══ EXERCISE MATERIAL

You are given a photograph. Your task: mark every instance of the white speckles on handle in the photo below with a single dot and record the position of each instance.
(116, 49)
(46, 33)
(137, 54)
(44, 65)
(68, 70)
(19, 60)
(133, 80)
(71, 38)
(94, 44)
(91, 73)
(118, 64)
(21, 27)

════

EXERCISE AIM: Rewrite the entries above, replacing "white speckles" with "pale flecks" and leaving everything else unchanged.

CORRECT OUTPUT:
You are given a photograph. Your task: mark every instance of the pale flecks on handle in the photo below with a single dot and record the position of each instance.
(116, 49)
(46, 33)
(137, 54)
(44, 65)
(68, 70)
(19, 60)
(133, 80)
(71, 38)
(94, 44)
(91, 73)
(118, 64)
(21, 27)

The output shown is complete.